Please rewrite the rows below with "bounding box" replaced by "enclosing rectangle" and everything else unchanged.

(Entries from a dataset)
↓

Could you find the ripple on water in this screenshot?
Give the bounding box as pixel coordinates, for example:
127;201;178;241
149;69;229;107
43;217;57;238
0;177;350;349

↑

■ **ANSWER TO THIS TASK**
Could you find the ripple on water in this screenshot?
Give the enclosing rectangle as pixel coordinates, for example:
127;201;178;241
149;69;229;107
43;217;57;238
0;177;350;349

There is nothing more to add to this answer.